◆ **課題文**:
|---|

東京でのご主人との出会い

生まれは目黒の方、東京の。主人が日本医大に来てて、私は目黒で大きくなったんです。兄のお嫁さんと、それから主人のおばさんですかねぇ……忘れちゃった(笑) 親戚がお隣同士だったの。それで自然に、別にどういうこともなく。偶然一緒になったり。

戦後ですからね、ロマンチックなことはあまりないんですよ。ですからそういう考え方(恋愛)とかは生まれてないですね、なかなか。でも年に1回か2回はお会いして。だもんで、2~3年くらい経ってから、義理の姉とそのお友達のおばちゃんが「結婚したらどう?」って組み立ててくれたん。で、たんまに上野の美術館へ行ったり、そんなんしてました。

東京都美術館

東京から大阪、そして伊賀・名張へ

主人の先輩が(大阪の)堺におりまして、その先輩に引っ張られて、病院を手伝いに堺に行きました。そこで主人と一緒になったけど、みなさんにも患者さんにも気をつかって、ちょっと元気がない時期があってね。それで、しばらく1ヶ月ほど療養してたんです。「療養」って、気ぃつかったんでしょうね。性格も静かな人だから。

親しい先生に伺ったら「少しの間、温泉でも行ったらどう?」って、そんなん言われましたよ。それで、伊賀上野って田舎に行こうとなって。「そこ行ってみるかなぁ、しばらく」言うて。

ほんで、なんてことなく伊賀上野へ来た。で、「あんな堺の真ん中で(開業)しないで、このへんでぼちぼち、自分の体調に合わせた仕事をやればいいやんか」っていうかたちです。そんなことで、桔梗が丘のはずれのいちばん安いところで土地買って、(開業準備を)始めました。それが昭和40年くらい。

なんとなくで始まった川柳づくり

準備するあいだ、上久保病院(上久保整形外科クリニック)を1年か2年くらいお手伝いして、昭和45年に開業。で、私は「これはお友達たくさん作らなければいけない。親戚も誰もないから」って思いました。

主人は、家業をする前からドクターたちと集まって俳句をやって、私もたまには作ったりしてました。「川柳をぜひやりましょう」って誘われて、最初は革新(川柳)の方へ入った。そのお仲間が、番傘(川柳)本社を立てた人、岸本水府っていう伊勢の人ですねん。

それから、私は桔梗が丘で、大阪にある番傘(川柳)本社という全国的な川柳をやっている会に。川柳は昭和50年ごろ、公民館活動の時に忙しくやって、80になるまで忙しかった。

書棚で見つけた喜びと、今も続く句作

自分のは文庫本になったり、大きい句集は2回。1冊だけここに、『そよ風』というタイトルで。これが、岸本吟一さんの字。(岸本)水府のご長男のね。濃い紫、濃い紺に近い紫で、名張(市立)図書館のいちばん上の棚にあって……嬉しかったですねぇ。

|---|

◆ **抽出データ**:
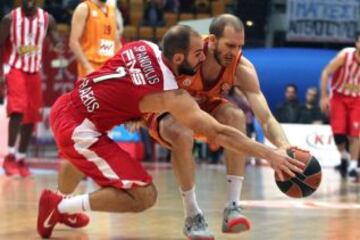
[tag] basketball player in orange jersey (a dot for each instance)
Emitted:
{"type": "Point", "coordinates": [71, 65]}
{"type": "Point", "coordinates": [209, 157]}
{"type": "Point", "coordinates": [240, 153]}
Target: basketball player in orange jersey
{"type": "Point", "coordinates": [344, 105]}
{"type": "Point", "coordinates": [93, 37]}
{"type": "Point", "coordinates": [223, 67]}
{"type": "Point", "coordinates": [22, 35]}
{"type": "Point", "coordinates": [138, 79]}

|---|

◆ **作業内容**:
1 > 課題文によると、開業したのは昭和何年か。
2 > 課題文の「ほんで、なんてことなく伊賀上」から「って……嬉しかったですねぇ。」までを全部、「土地」を「敷地」に置き換えて書き直してください。

◆ **問題の解答**:
1 > 昭和45年。

2 >
ほんで、なんてことなく伊賀上野へ来た。で、「あんな堺の真ん中で(開業)しないで、このへんでぼちぼち、自分の体調に合わせた仕事をやればいいやんか」っていうかたちです。そんなことで、桔梗が丘のはずれのいちばん安いところで敷地買って、(開業準備を)始めました。それが昭和40年くらい。

なんとなくで始まった川柳づくり

準備するあいだ、上久保病院(上久保整形外科クリニック)を1年か2年くらいお手伝いして、昭和45年に開業。で、私は「これはお友達たくさん作らなければいけない。親戚も誰もないから」って思いました。

主人は、家業をする前からドクターたちと集まって俳句をやって、私もたまには作ったりしてました。「川柳をぜひやりましょう」って誘われて、最初は革新(川柳)の方へ入った。そのお仲間が、番傘(川柳)本社を立てた人、岸本水府っていう伊勢の人ですねん。

それから、私は桔梗が丘で、大阪にある番傘(川柳)本社という全国的な川柳をやっている会に。川柳は昭和50年ごろ、公民館活動の時に忙しくやって、80になるまで忙しかった。

書棚で見つけた喜びと、今も続く句作

自分のは文庫本になったり、大きい句集は2回。1冊だけここに、『そよ風』というタイトルで。これが、岸本吟一さんの字。(岸本)水府のご長男のね。濃い紫、濃い紺に近い紫で、名張(市立)図書館のいちばん上の棚にあって……嬉しかったですねぇ。